The task |
Copy the stretch from "foph monitored the" through "had stopped advertising." in the passage on foph's pandemic campaign, switching "campaign" to "initiative".

(Source passage)

As foph saw it, the campaign had to perform two tasks: information and motivation. The latter, Kammer acknowledges, has become more and more of a challenge as the pandemic has continued. foph and Rod agreed all along that shock doesn’t work. The animating idea behind the campaign was that people want solid information about what the hazard is and what they can do. “I wanted to avoid panic,” says Kammer. “So the language needed to be sympathetic. But I didn’t want a classic advertising or marketing campaign. We weren’t trying to sell a product. I wanted a simple, clear and intelligent information campaign.”

foph monitored the traction of the campaign via its website, tracking what it was that visitors downloaded and what questions were asked. It commissioned external market research to find out whether the campaign was landing and, crucially, if behaviours were changing. It found, astonishingly, that after only three weeks of the campaign, more than 90 per cent of Swiss people had seen it, understood it and were applying the information to their lives. “I’ve never seen such results,” says Kammer, although he concedes that, what with one thing and another, almost everyone else had stopped advertising.

“I wanted to avoid panic. I wanted a simple, clear and intelligent information campaign”

The tricky part, all parties agree, is maintaining that impact. “The longer that the pandemic goes on, the more difficult our job gets,” says Kammer. He perceives a twin-track ahead: a rational approach that distributes information and an emotional approach that appeals to civic responsibility and solidarity. Recent ads, says Kammer, have a message that he describes as one of “increasing urgency”. foph is conducting a study to see how Swiss people are experiencing the pandemic and its restrictions, so the tone can be adjusted if needed. “Every campaign needs a dramaturgy,” says Schärer. “To keep people’s attention you need to pause sometimes. Attention is like a muscle; you need to let it relax. We saw before summer that people had coronavirus fatigue, so we switched the campaign a little bit. We got rid of the pictograms and developed a new message: a yellow sticker with the virus in green, just to remind everyone that it hasn’t gone away.”

(End Source passage)
(Provided records)

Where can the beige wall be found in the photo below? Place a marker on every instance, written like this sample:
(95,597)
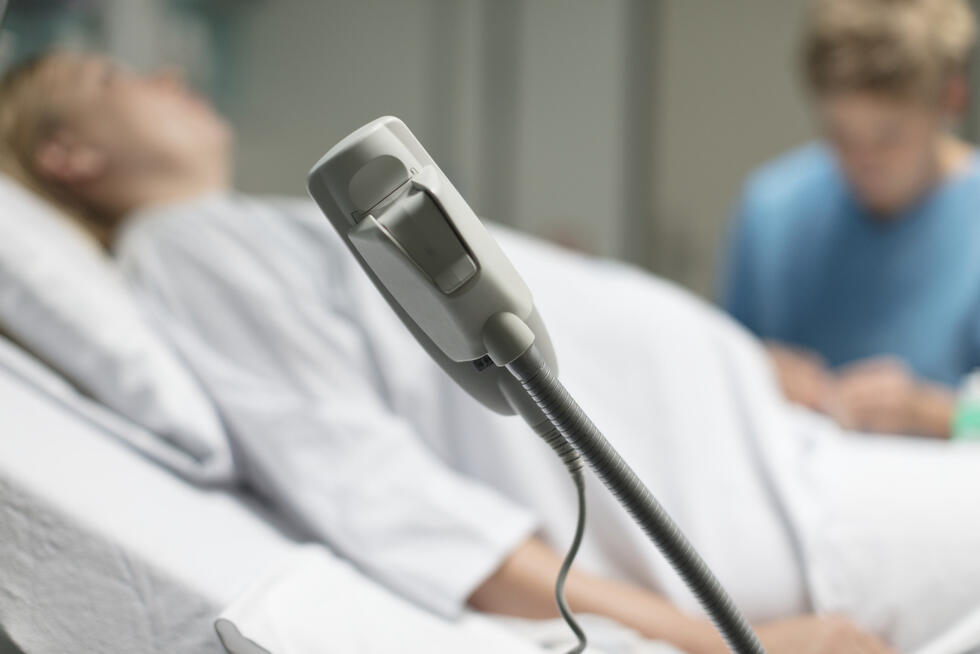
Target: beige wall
(523,102)
(729,100)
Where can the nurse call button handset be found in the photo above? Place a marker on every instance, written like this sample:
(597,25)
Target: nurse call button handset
(455,290)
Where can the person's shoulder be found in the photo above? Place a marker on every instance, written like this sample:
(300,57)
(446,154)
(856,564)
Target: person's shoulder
(791,181)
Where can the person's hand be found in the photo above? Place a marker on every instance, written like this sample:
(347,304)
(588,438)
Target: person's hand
(802,375)
(882,395)
(819,635)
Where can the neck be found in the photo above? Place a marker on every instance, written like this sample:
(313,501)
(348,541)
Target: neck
(131,193)
(952,157)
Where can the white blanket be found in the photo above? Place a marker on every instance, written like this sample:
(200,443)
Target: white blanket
(317,604)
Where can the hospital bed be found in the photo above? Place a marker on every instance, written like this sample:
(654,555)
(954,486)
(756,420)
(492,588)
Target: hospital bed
(104,551)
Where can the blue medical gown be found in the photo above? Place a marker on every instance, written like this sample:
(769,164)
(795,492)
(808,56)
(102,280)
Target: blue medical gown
(808,266)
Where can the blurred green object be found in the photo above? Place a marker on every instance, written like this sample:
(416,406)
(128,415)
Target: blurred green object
(966,422)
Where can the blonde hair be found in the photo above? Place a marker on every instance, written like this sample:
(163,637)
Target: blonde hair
(31,111)
(893,47)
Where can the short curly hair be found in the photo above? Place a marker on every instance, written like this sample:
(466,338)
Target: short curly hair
(892,47)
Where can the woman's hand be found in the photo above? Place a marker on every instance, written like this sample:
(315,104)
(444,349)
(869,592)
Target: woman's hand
(807,635)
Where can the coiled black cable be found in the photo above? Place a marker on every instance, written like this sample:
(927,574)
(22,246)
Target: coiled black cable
(573,462)
(534,375)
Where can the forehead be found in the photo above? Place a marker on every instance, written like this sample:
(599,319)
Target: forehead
(870,108)
(74,77)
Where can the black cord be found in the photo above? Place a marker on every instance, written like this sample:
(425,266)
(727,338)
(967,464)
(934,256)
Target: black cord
(532,371)
(573,462)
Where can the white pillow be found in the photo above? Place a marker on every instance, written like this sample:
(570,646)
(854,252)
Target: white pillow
(61,298)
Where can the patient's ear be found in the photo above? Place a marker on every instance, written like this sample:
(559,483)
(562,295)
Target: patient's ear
(67,160)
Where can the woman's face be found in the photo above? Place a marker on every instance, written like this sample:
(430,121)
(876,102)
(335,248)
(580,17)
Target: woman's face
(887,147)
(134,121)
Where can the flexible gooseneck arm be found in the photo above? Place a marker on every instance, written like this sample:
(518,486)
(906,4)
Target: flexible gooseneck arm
(445,277)
(572,422)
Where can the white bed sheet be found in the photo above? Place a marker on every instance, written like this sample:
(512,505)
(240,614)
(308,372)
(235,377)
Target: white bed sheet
(103,551)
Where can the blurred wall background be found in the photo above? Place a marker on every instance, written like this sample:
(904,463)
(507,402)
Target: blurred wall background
(618,127)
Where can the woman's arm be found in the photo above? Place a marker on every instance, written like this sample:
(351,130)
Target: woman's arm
(524,587)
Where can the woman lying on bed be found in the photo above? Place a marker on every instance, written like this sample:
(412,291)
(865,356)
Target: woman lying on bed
(343,424)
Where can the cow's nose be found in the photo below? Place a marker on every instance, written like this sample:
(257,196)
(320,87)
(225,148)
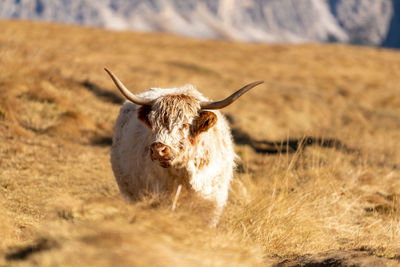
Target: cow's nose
(160,150)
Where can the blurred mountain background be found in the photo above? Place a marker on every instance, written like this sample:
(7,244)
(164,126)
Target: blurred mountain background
(361,22)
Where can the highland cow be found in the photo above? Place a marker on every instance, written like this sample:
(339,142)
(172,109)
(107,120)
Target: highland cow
(166,137)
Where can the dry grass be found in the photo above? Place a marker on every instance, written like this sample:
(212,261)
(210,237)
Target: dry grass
(59,204)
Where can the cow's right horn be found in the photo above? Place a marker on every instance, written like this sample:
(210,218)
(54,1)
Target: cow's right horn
(229,100)
(131,97)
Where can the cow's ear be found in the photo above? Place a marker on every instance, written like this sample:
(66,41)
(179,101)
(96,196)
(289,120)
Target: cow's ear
(143,115)
(205,121)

(End Provided records)

Expected output |
foph monitored the traction of the initiative via its website, tracking what it was that visitors downloaded and what questions were asked. It commissioned external market research to find out whether the initiative was landing and, crucially, if behaviours were changing. It found, astonishingly, that after only three weeks of the initiative, more than 90 per cent of Swiss people had seen it, understood it and were applying the information to their lives. “I’ve never seen such results,” says Kammer, although he concedes that, what with one thing and another, almost everyone else had stopped advertising.